**Your objective**. Without the pictures, write the listing out again exactly as it appears.

**Available records**.

──────

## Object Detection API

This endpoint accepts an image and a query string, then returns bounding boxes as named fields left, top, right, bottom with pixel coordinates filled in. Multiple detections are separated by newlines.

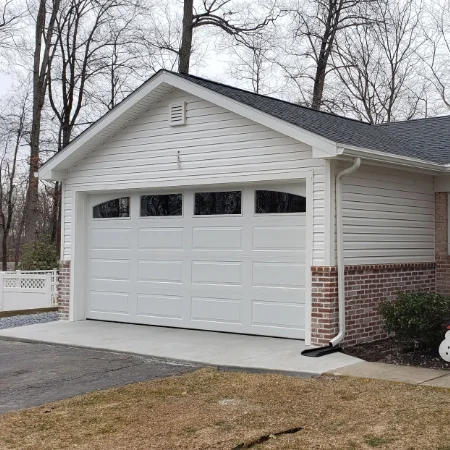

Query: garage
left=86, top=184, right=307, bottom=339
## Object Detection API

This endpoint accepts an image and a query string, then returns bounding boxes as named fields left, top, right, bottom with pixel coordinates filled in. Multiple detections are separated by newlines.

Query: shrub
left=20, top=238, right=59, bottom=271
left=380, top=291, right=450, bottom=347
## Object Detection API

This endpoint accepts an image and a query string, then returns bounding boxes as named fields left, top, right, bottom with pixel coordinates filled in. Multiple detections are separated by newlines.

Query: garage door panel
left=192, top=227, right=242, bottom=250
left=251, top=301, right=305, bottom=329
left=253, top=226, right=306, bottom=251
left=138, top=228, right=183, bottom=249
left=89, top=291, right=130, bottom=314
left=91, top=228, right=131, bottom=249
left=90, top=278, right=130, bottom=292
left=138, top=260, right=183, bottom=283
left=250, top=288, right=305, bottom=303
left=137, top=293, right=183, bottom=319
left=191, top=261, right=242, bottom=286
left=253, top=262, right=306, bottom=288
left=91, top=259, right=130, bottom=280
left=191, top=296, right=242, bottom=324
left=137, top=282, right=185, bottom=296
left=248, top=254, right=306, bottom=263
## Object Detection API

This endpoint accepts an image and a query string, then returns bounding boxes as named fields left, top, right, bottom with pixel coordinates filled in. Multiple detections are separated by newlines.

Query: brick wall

──────

**Output for this exercise**.
## Object Detection API

This endpoint accepts an image and a query string, then returns bounding boxes as named fields left, top, right, bottom with pixel coordinates filled in. Multiple detections are separated by newlines.


Query: garage
left=86, top=184, right=307, bottom=339
## Object Detection API

This endpoint accepts an image and a query string, then returns bounding boxes as named fields left, top, right, bottom with pixel coordinates filled in. Multiple detections are separated by newlines.

Query: shrub
left=20, top=238, right=59, bottom=271
left=380, top=291, right=450, bottom=347
## Object Detection API

This endpoint accepts an image and a query string, then returns bounding boxes as named fields left, top, right, bottom with pixel coordinates filled in. Multiple detections are separated by newlines.

Query: garage door panel
left=192, top=227, right=242, bottom=250
left=251, top=301, right=305, bottom=329
left=253, top=226, right=306, bottom=251
left=138, top=228, right=183, bottom=249
left=89, top=291, right=130, bottom=314
left=91, top=228, right=131, bottom=249
left=90, top=278, right=130, bottom=292
left=138, top=260, right=183, bottom=283
left=250, top=288, right=305, bottom=303
left=137, top=293, right=183, bottom=319
left=191, top=261, right=242, bottom=286
left=253, top=262, right=306, bottom=288
left=91, top=259, right=130, bottom=280
left=191, top=296, right=242, bottom=324
left=137, top=282, right=185, bottom=296
left=248, top=254, right=306, bottom=263
## Object Detection API

This endpoint accepts an image and a query string, then returns bounding boxes as named fields left, top, right, bottom with pixel coordinates filled in. Multiple detections are separated by newlines.

Query: brick wall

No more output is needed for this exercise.